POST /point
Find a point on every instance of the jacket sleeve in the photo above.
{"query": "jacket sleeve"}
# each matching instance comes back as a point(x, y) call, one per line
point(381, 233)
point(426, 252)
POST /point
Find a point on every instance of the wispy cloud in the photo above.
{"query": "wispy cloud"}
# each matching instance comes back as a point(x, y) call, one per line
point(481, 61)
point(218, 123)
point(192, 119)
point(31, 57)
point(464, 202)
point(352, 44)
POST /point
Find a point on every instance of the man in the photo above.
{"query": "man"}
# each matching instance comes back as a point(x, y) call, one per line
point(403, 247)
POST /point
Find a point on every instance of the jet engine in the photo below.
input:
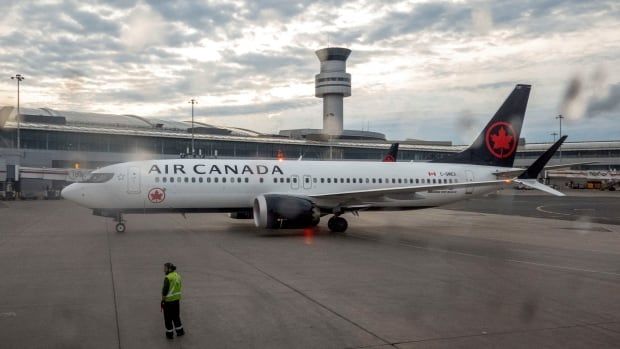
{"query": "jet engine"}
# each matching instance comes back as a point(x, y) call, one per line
point(273, 211)
point(241, 214)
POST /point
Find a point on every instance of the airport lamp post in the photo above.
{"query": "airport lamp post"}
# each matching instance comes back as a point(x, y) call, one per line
point(192, 102)
point(19, 78)
point(560, 117)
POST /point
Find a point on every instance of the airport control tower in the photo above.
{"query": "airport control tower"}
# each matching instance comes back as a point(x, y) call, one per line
point(333, 84)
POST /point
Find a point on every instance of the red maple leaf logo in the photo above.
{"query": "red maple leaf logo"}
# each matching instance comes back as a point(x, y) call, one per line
point(501, 140)
point(156, 195)
point(503, 137)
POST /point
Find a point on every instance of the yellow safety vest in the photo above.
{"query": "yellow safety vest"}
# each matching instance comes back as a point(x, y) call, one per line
point(174, 291)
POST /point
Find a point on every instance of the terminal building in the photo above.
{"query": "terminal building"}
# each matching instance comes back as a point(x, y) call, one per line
point(56, 147)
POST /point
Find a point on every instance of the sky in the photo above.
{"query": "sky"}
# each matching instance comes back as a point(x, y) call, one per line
point(433, 70)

AIM OF THE EXERCISE - Turn every line of the rows above into a numbered list, skipping blank lines and leaving out the pictures.

ANSWER IN FULL -
1. POST /point
2. Find a point on every instance of the jacket sleeve in the photo above.
3. {"query": "jacket sleeve"}
4. # each matching instance comes back as a point(x, y) call, one per line
5. point(381, 233)
6. point(426, 252)
7. POST /point
8. Find a point on every instance of the wispy cloud in the photo above.
9. {"query": "wispy cloud"}
10. # each matching instance comes back as a point(x, y) call, one per line
11. point(481, 61)
12. point(218, 123)
13. point(192, 119)
14. point(31, 57)
15. point(464, 202)
16. point(352, 44)
17. POST /point
18. Find a point on every instance of the man in the photo above.
19. {"query": "man"}
20. # each matching instance comes back as a point(x, y) call, one per line
21. point(403, 247)
22. POST /point
23. Find a point on every instance of the jet engine in the photo below.
24. input:
25. {"query": "jet engine"}
26. # each matching instance comes back as a point(x, y) call, one per line
27. point(273, 211)
28. point(241, 214)
29. POST /point
30. Find a point on every instance of the airport lamp post in the photo above.
31. {"query": "airport lamp post"}
32. # each matching instance comes back as a point(x, y) call, one per line
33. point(192, 102)
34. point(19, 78)
35. point(560, 117)
36. POST /point
37. Find a point on every instance of the airport control tower in the photo above.
38. {"query": "airport control tower"}
39. # each matching instance comes back as a point(x, y) call, one per line
40. point(333, 84)
41. POST /point
42. Find a point on every instance of the red maple leaf logo in the photo above.
43. {"query": "red maple leaf logo"}
44. # each matching instance comes back as a point(x, y) call, one per line
45. point(501, 140)
46. point(156, 195)
47. point(503, 137)
48. POST /point
49. Find a point on every instance of the yellow safety vest in the photo above.
50. {"query": "yellow safety vest"}
51. # each matching instance comes back as a point(x, y) call, one per line
52. point(174, 291)
53. POST /point
54. Find a point on every instance of the terminal building in the photo above.
55. {"query": "terminal building"}
56. # each matching instance comes back as a point(x, y) call, one per line
57. point(56, 147)
58. POST /point
59. Find a point on every instance of the sky in the photo above.
60. {"query": "sky"}
61. # each matching instance comes back as a point(x, y) call, one per line
62. point(433, 70)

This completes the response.